**抜粋箇所**
——
グイドはまずオクターブが「同じ音」であるということを次のような言葉で表現します。
Sicut enim utraque vox eadem littera notatur, ita per omnia eiusdem qualitatis perfectissimaeque similitudinis utraque habetur et creditur.
(オクターブ離れた)二音は、同じ文字で記されているように、あらゆる点で同じ性質と最も完全な類似性を持つと考えられ、また見做される。
そしてこう続けます。
Nam sicut finitis septem diebus eosdem repetimus, ut semper primum et octavum eundem dicamus, ita primas et octavas semper voces easdem figuramus et dicimus, quia naturali eas concordia consonare sentimus, ut .D. et .d. Utraque enim tono et semitonio et duobus tonis remittitur, et item tono et semitonio et duobus tonis intenditur.
——
領域指示データ:
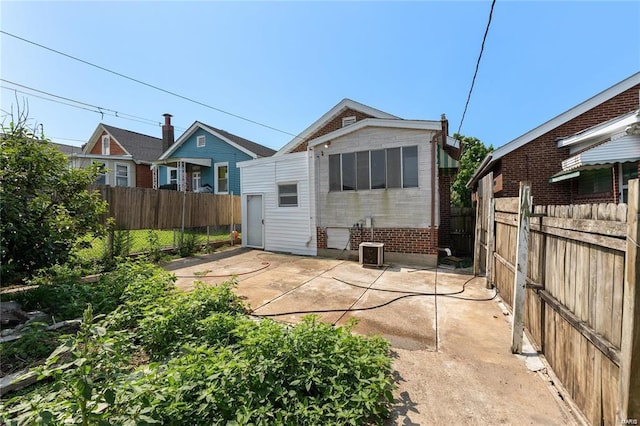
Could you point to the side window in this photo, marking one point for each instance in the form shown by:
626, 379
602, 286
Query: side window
105, 145
288, 195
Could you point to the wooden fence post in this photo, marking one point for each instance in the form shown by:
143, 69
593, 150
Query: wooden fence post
477, 245
491, 217
629, 395
522, 253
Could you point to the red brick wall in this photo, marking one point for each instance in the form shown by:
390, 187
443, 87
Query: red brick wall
——
**課題**
[A] オクターブについての文章の訳文では、オクターブ離れた二音は何で記されているとされているか。
[B] オクターブについての文章のラテン語引用で、「remittitur」の直前に並ぶ音程を表す語句をすべて挙げよ。
[C] オクターブについての文章を、最後の文の後から書き進めよ。

**課題への解答**
[A] 同じ文字で記されている。

[B] tono、semitonio、duobus tonis

[C]
我々は、七日を終えて同じ七日をくり返し、常に一番目のものと八番目のものを同じ名前で呼ぶが、これと同様に、一番目の音と八番目の音を常に同じに記し同じに呼ぶ。なぜなら、 D と d のように、協和するそれらを鳴らすことを我々は自然に感じるからである。 というのは、それら(D と d)どちらからも、 全音、半音、二つの全音と下ることができ、また全音、半音、二つの全音と上ることができるからである。
Mengozzi は上記の論文において、グイドのこの記述の中にオクターブが「同じ音」であることについての二つのテーゼを見出すことができると指摘します。
一つ目は、知覚上の議論 a perceptive argument です。すなわち「同じ性質と最も完全な類似性の全てを通じて…受け取られる。(creditur)」そして「協和するそれらを鳴らすことを我々は自然に感じる」という主張です。 ここでは「同じ性質と最も完全な類似性」は直観的にオクターブの我々の耳への効果として捉えられています。
もう一つは最後の一文に示されている、オクターブの「最も完全な類似性」の理性的な説明 a rational explanation です。 すなわち、オクターブ離れた二つの音は音階内で同一の音程のコンテクスト modi vocum を持つという構造的な理由です。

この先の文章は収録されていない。